* WHAT IS REQUIRED *
Once you reach the line holding "The component shall return one point per instance of the young", write out that line and every later one exactly, ending with the last line of the data; write nothing else.

* LISTED RECORDS *

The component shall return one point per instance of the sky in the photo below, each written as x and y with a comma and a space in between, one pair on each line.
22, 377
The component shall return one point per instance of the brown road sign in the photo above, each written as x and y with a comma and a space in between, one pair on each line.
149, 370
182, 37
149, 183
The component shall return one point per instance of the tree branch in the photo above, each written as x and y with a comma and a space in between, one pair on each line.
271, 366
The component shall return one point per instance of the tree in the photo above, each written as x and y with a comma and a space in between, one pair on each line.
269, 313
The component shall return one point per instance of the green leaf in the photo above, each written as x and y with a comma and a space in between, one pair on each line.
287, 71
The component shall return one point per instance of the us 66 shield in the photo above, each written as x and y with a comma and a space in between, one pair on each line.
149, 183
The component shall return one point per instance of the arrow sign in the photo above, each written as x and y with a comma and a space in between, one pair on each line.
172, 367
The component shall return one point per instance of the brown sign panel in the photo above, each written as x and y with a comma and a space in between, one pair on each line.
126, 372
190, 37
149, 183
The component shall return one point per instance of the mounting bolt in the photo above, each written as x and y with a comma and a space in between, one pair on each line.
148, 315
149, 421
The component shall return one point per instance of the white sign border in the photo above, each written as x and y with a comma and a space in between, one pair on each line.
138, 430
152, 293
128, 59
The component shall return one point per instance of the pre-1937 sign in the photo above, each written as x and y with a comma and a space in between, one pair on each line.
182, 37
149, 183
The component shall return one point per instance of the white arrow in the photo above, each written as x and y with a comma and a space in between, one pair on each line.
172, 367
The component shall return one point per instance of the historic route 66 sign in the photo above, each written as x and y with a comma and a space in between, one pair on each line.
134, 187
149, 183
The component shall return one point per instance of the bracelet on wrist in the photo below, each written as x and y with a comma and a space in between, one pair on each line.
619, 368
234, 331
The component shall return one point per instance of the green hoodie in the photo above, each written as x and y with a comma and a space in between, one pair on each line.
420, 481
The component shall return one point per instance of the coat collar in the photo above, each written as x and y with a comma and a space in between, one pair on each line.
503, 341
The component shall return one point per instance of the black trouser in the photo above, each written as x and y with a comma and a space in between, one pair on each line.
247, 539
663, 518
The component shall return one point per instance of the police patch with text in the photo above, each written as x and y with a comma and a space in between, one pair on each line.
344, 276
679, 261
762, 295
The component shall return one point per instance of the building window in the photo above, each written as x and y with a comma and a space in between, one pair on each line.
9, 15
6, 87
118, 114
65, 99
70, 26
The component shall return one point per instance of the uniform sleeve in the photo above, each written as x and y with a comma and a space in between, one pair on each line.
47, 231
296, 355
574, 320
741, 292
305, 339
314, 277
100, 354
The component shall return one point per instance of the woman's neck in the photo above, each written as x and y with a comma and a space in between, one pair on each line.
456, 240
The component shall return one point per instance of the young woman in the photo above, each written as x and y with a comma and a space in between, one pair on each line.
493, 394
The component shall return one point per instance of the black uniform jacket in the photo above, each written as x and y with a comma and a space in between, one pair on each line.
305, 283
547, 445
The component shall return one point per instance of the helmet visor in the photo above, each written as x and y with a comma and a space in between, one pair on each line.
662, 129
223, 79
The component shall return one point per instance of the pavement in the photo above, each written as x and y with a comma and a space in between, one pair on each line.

* REPLY TO THE TASK *
The component shall return one point per instance of the young woman in the photo above, each written as x and y with a comma and a space in between, one pair on each line.
493, 394
The component shall return one point per instance of the black uniform jacket in the photo above, each written as x and y with a comma and a space in between, one pair on each line.
305, 283
547, 445
The component shall return one point per instance of the helmet visor in the photo above, each written as x and y with a comma and a space in between, one pair on each line.
662, 129
223, 79
The component shall return one point per instance of the pavement in the photo above, each written as x and y with a comma and a space in between, one pair on each line.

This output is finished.